Chapter 5 presents summaries of the different techniques that are utilized to fabricate various 3D scaffolds and matrices. It provides information on the working principle, and merits and demerits associated with these methods. It also presents the key takeaways from various research studies that were carried out on matrices fabricated using the aforementioned methods.

Chapter 6 provides comprehensive lists of the different 3D culture systems that are available in the market or are under development. The section also presents analyses of the products on the basis of scaffold type, product type (3D hydrogels and ECMs / 3D cultureware / 3D bioreactors) and product sub-type. In addition, the chapter provides information on the geographical presence of the developers of these 3D culture systems and details on the companies that offer 3D culture related services and associated consumables.

Chapter 7 presents a detailed overview on the most popular application areas, which include cancer research, drug discovery and toxicity screening, stem cell research and tissue engineering / regenerative medicine. It features an elaborate analysis, highlighting the application area(s) for all the products mentioned in the market landscape (Chapter 6). Additionally, the section features an illustrative representation of the product type(s) that are most widely used for a particular application.

◆ EXERCISE REQUIREMENTS
1: Please copy the part of the chapter summaries on 3D culture systems starting at "Chapter 5 presents" and ending at "and associated consumables.".
2: Decide whether each statement agrees with the chapter summaries on 3D culture systems. Answer yes or no for each, quoting the deciding words.
(a) Chapter 5 covers the merits and demerits of scaffold fabrication methods.
(b) Chapter 6 lists only 3D culture systems that are already on the market.
(c) Tissue engineering / regenerative medicine is one of the application areas in Chapter 7.
3: Continue the chapter summaries on 3D culture systems from the point where they end.

(Point-per-instance localization records)
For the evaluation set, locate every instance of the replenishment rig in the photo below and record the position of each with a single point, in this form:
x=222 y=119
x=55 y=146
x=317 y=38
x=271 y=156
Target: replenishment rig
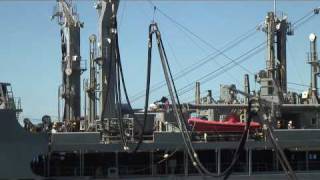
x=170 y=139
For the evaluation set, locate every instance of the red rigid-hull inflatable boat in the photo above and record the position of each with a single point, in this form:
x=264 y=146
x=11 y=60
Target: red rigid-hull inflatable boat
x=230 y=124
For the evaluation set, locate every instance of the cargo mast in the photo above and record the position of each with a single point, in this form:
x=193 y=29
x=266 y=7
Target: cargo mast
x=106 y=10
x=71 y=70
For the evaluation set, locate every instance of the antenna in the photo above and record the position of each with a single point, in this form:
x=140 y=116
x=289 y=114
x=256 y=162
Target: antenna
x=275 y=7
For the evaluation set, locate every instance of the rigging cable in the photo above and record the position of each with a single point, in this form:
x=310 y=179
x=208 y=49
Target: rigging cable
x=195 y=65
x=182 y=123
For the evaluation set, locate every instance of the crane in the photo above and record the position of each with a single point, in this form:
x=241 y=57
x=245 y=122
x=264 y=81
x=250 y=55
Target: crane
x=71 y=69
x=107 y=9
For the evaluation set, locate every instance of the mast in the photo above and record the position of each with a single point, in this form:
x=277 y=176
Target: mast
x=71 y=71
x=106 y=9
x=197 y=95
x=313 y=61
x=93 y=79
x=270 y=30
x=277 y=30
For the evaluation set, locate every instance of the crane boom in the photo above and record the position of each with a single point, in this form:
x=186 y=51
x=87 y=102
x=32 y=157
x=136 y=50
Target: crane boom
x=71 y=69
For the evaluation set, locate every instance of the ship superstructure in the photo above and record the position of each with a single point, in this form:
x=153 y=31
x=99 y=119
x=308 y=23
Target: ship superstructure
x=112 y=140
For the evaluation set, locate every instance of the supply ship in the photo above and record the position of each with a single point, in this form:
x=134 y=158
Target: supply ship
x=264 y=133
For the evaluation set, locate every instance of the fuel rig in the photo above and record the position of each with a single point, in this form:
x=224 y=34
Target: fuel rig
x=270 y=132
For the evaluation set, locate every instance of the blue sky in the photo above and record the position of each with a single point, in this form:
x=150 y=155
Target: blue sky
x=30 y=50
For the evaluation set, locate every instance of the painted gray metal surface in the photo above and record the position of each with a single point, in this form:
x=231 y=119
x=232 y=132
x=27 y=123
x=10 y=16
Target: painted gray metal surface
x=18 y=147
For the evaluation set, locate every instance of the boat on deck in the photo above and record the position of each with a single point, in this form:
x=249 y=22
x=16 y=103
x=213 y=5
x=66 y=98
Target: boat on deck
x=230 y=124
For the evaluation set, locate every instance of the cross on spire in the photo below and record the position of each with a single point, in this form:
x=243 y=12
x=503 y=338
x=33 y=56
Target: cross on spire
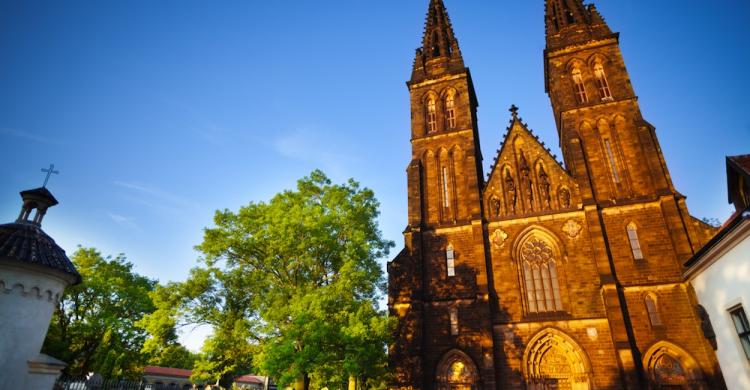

◆ ANSWERS FOR THE TASKS
1:
Chapter 5 presents summaries of the different techniques that are utilized to fabricate various 3D scaffolds and matrices. It provides information on the working principle, and merits and demerits associated with these methods. It also presents the key takeaways from various research studies that were carried out on matrices fabricated using the aforementioned methods.

Chapter 6 provides comprehensive lists of the different 3D culture systems that are available in the market or are under development. The section also presents analyses of the products on the basis of scaffold type, product type (3D hydrogels and ECMs / 3D cultureware / 3D bioreactors) and product sub-type. In addition, the chapter provides information on the geographical presence of the developers of these 3D culture systems and details on the companies that offer 3D culture related services and associated consumables.

2:
(a) Yes: "It provides information on the working principle, and merits and demerits associated with these methods."
(b) No: "the different 3D culture systems that are available in the market or are under development"
(c) Yes: "which include cancer research, drug discovery and toxicity screening, stem cell research and tissue engineering / regenerative medicine"

3:
Chapter 8 provides insights on the popularity of 3D cell cultures on the social media platform, Twitter. The section highlights the yearly distribution of tweets posted on the platform in the time period 2008-2017, and the most significant events responsible for increase / decrease in the volume of tweets each year, during the above-mentioned time period. Additionally, the chapter showcases the most talked about 3D culture products and application areas on social media.

Chapter 9 provides detailed profiles of the players with over five unique products in their 3D culture portfolio (hydrogels / ECMs and 3D cultureware). Each profile includes information on the developer, its product portfolio, recent collaborations and a discussion on the future outlook of the company. Additionally, the chapter includes profiles of prominent developers of organ-on-chips.

Chapter 10 presents detailed profiles of key players with more than two unique 3D bioreactors in their portfolio. Each profile includes a brief overview of the developer, information on the product portfolio and a discussion on the future outlook of the company.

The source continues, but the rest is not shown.